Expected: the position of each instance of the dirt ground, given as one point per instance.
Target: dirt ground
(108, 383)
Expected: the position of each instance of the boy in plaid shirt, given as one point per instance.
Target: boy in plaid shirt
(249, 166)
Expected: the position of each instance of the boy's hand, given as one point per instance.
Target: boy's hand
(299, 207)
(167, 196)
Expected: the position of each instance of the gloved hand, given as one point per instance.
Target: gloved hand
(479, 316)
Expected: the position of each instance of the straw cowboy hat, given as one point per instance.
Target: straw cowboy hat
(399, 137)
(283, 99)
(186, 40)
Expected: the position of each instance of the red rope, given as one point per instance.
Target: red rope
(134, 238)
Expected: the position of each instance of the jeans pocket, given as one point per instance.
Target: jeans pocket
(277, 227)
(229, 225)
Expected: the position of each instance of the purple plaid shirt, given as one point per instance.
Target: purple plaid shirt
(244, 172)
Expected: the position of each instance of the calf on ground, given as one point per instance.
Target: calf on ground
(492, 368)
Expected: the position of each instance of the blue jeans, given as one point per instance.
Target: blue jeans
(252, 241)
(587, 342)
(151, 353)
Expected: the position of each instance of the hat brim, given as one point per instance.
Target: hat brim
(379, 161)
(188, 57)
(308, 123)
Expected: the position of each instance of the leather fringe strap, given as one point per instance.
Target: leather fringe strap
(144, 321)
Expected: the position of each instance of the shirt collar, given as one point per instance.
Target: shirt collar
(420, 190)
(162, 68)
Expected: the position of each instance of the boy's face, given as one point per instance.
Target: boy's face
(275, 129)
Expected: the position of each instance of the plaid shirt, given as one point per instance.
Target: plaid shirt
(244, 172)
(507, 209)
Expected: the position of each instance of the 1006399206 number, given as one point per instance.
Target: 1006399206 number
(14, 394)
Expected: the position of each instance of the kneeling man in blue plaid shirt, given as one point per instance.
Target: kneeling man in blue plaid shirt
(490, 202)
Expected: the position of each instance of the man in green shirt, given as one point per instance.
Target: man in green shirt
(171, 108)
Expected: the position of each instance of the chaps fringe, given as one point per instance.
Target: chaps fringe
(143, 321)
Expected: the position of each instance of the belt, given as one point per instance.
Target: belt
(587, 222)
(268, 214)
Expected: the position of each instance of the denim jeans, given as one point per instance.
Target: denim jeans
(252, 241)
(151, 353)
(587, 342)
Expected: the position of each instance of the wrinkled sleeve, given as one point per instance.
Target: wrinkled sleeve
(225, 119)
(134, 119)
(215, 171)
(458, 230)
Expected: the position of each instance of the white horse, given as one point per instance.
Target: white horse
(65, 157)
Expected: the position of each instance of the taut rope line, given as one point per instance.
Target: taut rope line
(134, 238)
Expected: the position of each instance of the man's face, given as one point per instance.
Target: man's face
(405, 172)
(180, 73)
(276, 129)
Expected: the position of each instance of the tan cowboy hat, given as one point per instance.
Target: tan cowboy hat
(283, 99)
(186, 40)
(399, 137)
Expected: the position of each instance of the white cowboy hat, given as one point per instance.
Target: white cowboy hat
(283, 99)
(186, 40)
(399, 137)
==================================================
* **WHAT IS NEEDED**
Nothing but the lines from the one holding "Target: chaps fringe" to the end of the entries should be returned, each exactly as it stands.

* **SOLUTION FOR THIS PROBLEM**
Target: chaps fringe
(143, 321)
Expected: the position of each instance of the belt, given as one point per instance.
Target: belt
(587, 222)
(268, 214)
Expected: the position of each instance of the denim jeans, given as one point per instance.
Target: denim jeans
(252, 241)
(151, 353)
(587, 342)
Expected: the position of each instance of the wrinkled sleeve, given as one point per instance.
Target: wrinkled sleeve
(225, 119)
(134, 119)
(215, 171)
(458, 230)
Expected: the position of each instance of the white horse, given as one point per instance.
Target: white horse
(65, 157)
Expected: the position of each instance of the taut rope line, given as one point per instance.
Target: taut rope line
(134, 238)
Expected: the position of each instance of the man's face, given as one point per instance.
Target: man's face
(405, 172)
(180, 73)
(276, 129)
Expected: the position of each instance of the tan cowboy hat, given as one point per instance.
Target: tan cowboy hat
(283, 99)
(186, 40)
(399, 137)
Expected: the position of each instance of the white cowboy hat, given as one point per instance.
Target: white cowboy hat
(283, 99)
(186, 40)
(399, 137)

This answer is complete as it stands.